Text provided
※ ※ ※
Mark Moon v. County of Orange
This text of Mark Moon v. County of Orange (Mark Moon v. County of Orange) is published on Counsel Stack Legal Research, covering Court of Appeals for the Ninth Circuit primary law. Counsel Stack provides free access to over 12 million legal documents including statutes, case law, regulations, and constitutions.
Opinion
NOT FOR PUBLICATION FILED UNITED STATES COURT OF APPEALS OCT 22 2021 MOLLY C. DWYER, CLERK U.S. COURT OF APPEALS FOR THE NINTH CIRCUIT
MARK MOON; ROBERT RUIZ; GARY No. 20-56076 FIGUEROA; JONATHAN TIEU; JOHNNY MARTINEZ; JULIO DORANTES; D.C. No. WALTER COLE; RONALD MCGREGOR; 8:19-cv-00258-JVS-DFM STEPHEN BARTOL, and others similarly situated, MEMORANDUM* Plaintiffs-Appellants,
v.
COUNTY OF ORANGE, a Governmental Entity; GTL, AKA GTL Holdings, Inc., A Corporation; DOES, 1-500,
Defendants-Appellees.
Appeal from the United States District Court for the Central District of California James V. Selna, District Judge, Presiding
Submitted October 20, 2021** Pasadena, California
Before: KLEINFELD, R. NELSON, and VANDYKE, Circuit Judges.
* This disposition is not appropriate for publication and is not precedent except as provided by Ninth Circuit Rule 36-3. ** The panel unanimously concludes this case is suitable for decision without oral argument. See Fed. R. App. P. 34(a)(2). Appellants are inmates in Orange County jails. They appeal the district
court’s dismissal with prejudice of their final complaint, which was amended six
times, and the court’s denial of their motion to modify. Appellants sued Orange
County for alleged civil rights violations and COVID-related claims, as well as
Global Tel*Link Corporation (“GTL”), which provides telephone services in Orange
County’s correctional facilities, for recording pro se case-related and attorney-client
phone calls and sharing those calls with county prosecutors. We have jurisdiction
under 28 U.S.C. § 1291 and affirm.
※ ※ ※
Tasks
1: In the Mark Moon v. County of Orange opinion, what services does GTL provide in Orange County's correctional facilities?
2: Please continue the Mark Moon v. County of Orange opinion from where it stops.

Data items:
※ ※ ※
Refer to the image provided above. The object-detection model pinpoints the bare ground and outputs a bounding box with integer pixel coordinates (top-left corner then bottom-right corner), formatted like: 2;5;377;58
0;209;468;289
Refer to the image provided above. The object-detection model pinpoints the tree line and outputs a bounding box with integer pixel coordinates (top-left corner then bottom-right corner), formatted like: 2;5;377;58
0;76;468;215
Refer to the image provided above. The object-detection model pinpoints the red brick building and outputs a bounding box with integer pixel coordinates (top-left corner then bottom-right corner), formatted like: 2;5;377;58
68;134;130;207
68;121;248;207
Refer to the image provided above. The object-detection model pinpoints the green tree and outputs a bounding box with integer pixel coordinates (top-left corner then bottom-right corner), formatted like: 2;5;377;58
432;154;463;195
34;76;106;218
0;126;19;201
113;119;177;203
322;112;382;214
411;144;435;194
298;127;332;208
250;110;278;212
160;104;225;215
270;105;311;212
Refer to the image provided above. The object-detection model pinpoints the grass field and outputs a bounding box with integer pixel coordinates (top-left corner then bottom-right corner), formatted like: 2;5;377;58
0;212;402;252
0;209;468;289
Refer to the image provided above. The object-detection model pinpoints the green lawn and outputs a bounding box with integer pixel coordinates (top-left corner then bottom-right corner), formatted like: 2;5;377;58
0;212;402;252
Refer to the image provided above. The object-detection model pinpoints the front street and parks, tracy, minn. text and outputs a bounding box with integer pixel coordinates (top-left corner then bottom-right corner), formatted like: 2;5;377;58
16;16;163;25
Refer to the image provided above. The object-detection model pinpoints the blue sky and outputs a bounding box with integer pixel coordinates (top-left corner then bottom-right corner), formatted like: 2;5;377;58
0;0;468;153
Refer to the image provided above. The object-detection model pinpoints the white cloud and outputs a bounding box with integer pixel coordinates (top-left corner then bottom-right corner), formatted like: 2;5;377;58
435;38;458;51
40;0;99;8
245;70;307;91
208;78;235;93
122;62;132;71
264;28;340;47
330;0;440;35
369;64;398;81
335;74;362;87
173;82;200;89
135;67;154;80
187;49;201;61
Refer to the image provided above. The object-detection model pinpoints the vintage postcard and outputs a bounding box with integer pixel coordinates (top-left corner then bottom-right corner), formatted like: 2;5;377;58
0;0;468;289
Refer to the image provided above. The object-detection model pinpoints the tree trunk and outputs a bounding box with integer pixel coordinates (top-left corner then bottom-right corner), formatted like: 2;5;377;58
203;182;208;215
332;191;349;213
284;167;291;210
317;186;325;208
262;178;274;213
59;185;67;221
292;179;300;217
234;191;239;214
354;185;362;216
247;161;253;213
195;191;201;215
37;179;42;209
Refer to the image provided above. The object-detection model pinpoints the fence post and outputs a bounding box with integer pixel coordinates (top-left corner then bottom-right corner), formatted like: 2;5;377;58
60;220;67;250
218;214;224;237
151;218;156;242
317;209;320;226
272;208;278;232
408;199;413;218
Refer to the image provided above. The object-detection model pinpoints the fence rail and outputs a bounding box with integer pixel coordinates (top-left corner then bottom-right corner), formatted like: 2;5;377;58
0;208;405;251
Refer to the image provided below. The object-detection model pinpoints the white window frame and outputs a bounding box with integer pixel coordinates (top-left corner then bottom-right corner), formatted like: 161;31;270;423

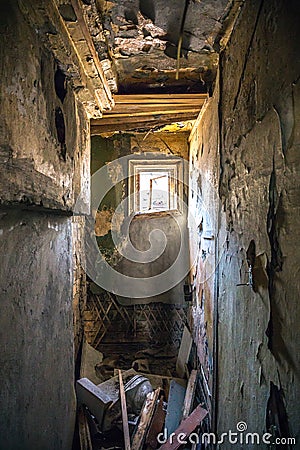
※ ※ ※
Exercise responses
1: Telephone services.

2:
1. The district court dismissed the claims against Orange County under
Federal Rule of Civil Procedure 8, and we review for abuse of discretion. McHenry
v. Renne, 84 F.3d 1172, 1177 (9th Cir. 1996). A district court should “consider the
strength of a plaintiff’s case . . . before determining whether dismissal with prejudice
is appropriate.” Id. at 1179 (citation omitted). Here, the district court considered the
strength of Appellants’ claims over the course of six complaints, multiple
applications for TROs, and other motions, before dismissing with prejudice. The
district court found that each version of the complaint was convoluted, conclusory,
and devoid of sufficient facts to support its pleadings. The complaint made general
statements asserting inmates’ rights but failed to sufficiently allege facts, damages,
and the relief sought. Appellants argue that the district court should have stricken
the noncompliant parts of their complaints rather than dismiss, but doing so would
2 20-56076 be impossible without forcing the court to construct their claims for them. See Indep.
Towers of Wash. v. Washington, 350 F.3d 925, 929 (9th Cir. 2003) (court cannot
“manufacture” arguments for appellants). The district court did not abuse its
discretion by dismissing under Rule 8. See id.
2. We review the district court’s order to strike claims against GTL for
abuse of discretion in striking Appellants’ claims against GTL. See Ready Transp.,
Inc. v. AAR Mfg., 627 F.3d 402, 403–04 (9th Cir. 2010). Appellants’ claims against
GTL included violations of the California Constitution, the California Invasion of
Privacy Act (“CIPA”), and common law for GTL’s role in recording Appellants’
phone calls. In a previous order, the district court dismissed with prejudice three
claims because the criminal defense attorneys did not have standing to assert their
clients’ attorney-client privilege. Appellants continued to bring these claims without
acknowledging that they had been dismissed with prejudice and did not timely
appeal the previous orders. “[W]ithout question, successive complaints based upon
propositions of law previously rejected may constitute harassment,” G.C. & K.B.
Invs. v. Wilson, 326 F.3d 1096, 1110 (9th Cir. 2003) (citation omitted), and the
district court did not abuse its discretion.
3. The district court dismissed the rest of the amended claims against GTL
for failure to state a claim pursuant to Federal Rule of Civil Procedure 12(b)(6). We
review de novo and affirm. Walker v. Beard, 789 F.3d 1125, 1131 (9th Cir. 2015).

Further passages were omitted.